→ DESCRIPTION OF THE TASK
Find the line containing "point: water, one" in the entries; transcribe it and all remaining lines through the end, exactly as they appear, but not the pictures.

→ EXTRACTED MATERIAL
— start —

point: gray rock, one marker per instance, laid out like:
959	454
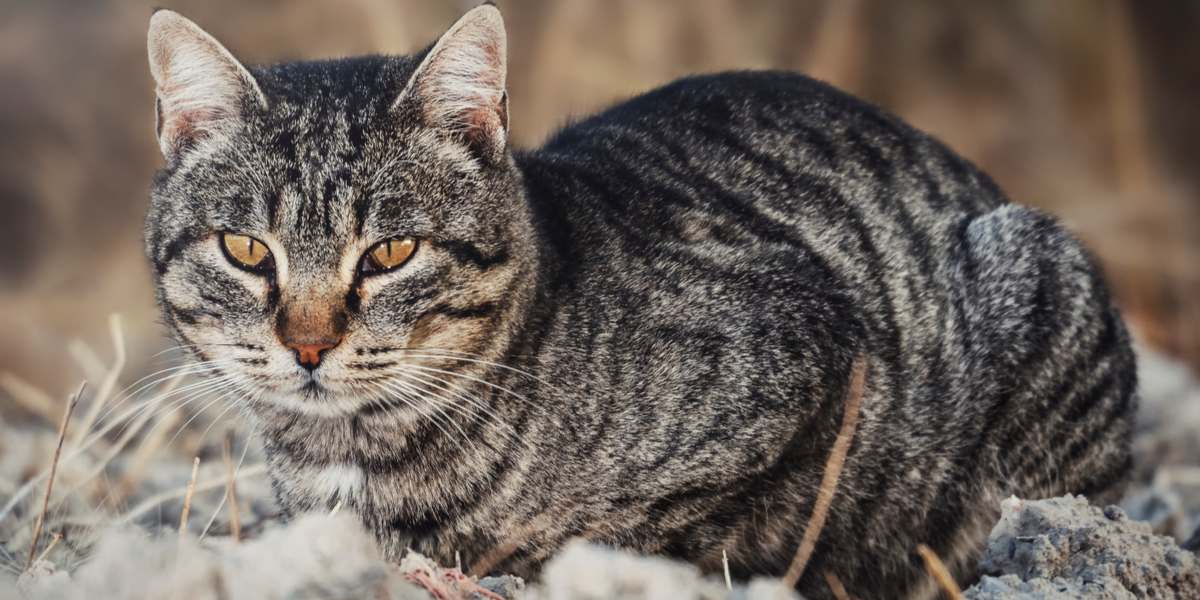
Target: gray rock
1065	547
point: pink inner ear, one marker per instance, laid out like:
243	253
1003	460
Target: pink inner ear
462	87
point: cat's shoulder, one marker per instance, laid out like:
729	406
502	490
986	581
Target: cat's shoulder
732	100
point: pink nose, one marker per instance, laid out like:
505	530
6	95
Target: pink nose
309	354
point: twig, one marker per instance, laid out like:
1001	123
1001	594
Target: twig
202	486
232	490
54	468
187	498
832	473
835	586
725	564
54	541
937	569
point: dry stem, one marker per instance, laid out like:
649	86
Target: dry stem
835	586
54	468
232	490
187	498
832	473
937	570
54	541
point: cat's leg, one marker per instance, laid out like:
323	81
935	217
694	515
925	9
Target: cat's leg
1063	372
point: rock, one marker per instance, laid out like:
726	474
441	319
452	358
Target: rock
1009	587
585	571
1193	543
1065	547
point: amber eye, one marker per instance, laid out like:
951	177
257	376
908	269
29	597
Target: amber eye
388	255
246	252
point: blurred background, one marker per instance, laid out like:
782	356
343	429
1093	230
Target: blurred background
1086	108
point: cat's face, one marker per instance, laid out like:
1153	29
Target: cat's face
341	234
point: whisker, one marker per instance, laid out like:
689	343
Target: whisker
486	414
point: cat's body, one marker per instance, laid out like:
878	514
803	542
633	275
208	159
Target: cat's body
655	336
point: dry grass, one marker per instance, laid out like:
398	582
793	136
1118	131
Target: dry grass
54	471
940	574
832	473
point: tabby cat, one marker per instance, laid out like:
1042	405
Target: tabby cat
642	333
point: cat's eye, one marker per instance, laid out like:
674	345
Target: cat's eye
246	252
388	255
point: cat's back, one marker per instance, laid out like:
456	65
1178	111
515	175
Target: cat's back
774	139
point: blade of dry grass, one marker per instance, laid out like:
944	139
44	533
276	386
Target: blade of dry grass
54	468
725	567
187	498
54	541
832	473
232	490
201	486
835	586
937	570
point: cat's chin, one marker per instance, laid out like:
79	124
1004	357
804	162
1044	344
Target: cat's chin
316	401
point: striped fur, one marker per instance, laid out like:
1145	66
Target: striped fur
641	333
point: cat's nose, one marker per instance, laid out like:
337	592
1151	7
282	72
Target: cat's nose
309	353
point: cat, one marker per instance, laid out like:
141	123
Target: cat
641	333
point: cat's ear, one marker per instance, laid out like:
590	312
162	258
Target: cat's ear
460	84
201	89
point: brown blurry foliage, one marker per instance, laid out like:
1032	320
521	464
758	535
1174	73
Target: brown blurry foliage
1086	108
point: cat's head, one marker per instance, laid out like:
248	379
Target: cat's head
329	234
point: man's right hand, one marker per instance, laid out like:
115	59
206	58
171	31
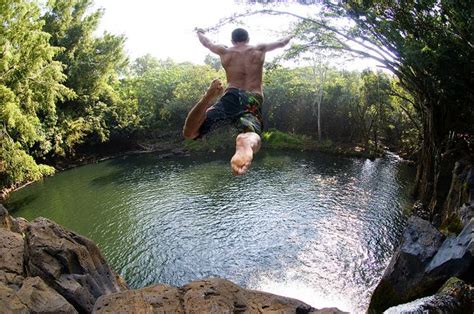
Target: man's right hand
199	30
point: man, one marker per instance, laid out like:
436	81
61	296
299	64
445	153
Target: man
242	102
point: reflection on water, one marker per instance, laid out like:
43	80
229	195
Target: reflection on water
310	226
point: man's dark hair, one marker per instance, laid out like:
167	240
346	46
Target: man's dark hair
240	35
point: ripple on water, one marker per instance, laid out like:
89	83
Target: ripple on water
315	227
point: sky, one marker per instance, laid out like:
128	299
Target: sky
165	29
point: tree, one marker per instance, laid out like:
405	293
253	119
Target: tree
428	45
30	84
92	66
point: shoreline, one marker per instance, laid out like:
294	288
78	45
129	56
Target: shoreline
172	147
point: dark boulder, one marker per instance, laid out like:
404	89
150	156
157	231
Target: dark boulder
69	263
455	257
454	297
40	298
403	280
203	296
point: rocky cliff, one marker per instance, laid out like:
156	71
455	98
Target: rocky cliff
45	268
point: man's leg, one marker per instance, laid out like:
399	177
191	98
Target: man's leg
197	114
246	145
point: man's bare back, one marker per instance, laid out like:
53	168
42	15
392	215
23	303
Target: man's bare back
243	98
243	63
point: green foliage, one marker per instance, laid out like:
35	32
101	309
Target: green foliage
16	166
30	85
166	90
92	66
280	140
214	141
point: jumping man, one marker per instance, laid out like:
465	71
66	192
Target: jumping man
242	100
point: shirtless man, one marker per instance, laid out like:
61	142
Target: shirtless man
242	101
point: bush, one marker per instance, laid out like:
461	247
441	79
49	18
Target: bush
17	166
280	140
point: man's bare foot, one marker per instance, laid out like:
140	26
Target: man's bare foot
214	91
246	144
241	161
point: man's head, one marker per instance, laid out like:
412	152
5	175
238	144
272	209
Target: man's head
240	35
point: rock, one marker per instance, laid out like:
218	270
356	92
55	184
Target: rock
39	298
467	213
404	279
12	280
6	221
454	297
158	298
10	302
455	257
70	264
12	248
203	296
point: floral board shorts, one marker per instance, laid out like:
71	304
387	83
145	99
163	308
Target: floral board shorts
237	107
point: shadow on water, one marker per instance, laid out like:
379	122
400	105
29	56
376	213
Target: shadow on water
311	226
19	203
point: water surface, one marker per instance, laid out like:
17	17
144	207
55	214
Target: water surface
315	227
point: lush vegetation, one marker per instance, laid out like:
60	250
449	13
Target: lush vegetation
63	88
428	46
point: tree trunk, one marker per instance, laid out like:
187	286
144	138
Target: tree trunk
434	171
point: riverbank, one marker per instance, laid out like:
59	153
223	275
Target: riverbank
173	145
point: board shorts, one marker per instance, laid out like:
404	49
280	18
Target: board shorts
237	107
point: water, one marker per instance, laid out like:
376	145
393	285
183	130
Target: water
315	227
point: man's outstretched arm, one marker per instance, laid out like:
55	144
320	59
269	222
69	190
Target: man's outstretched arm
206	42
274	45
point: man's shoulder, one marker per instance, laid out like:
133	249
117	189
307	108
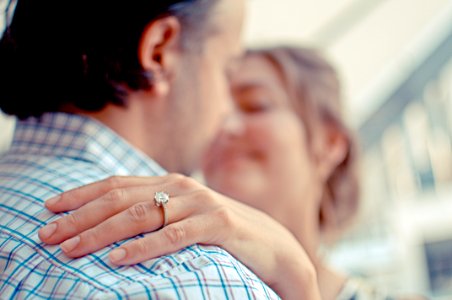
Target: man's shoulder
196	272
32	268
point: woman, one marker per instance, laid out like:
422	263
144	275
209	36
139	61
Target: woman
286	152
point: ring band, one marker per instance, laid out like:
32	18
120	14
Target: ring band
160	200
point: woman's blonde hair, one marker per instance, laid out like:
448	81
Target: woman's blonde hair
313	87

— end —

→ WRITTEN SOLUTION
point: water, one marker per instance, laid out like:
376	145
393	285
183	130
Target: water
315	227
point: man's outstretched arm, one marker per instance, laid out like:
55	144
320	59
269	222
69	190
Target: man's outstretched arm
206	42
274	45
point: man's shoulder, one marker per instance, laid out like:
133	249
117	189
307	108
Target: man's shoulder
196	272
32	268
point: woman, one marker per instance, laid out like:
422	263
144	275
209	36
139	61
Target: woman
286	152
point: ring band, one marker per instance, laid out like:
32	18
120	14
Target: ring band
160	200
point: woman's blonde hair, one marker per instance, laid out like:
448	81
Target: woman's blonde hair
313	87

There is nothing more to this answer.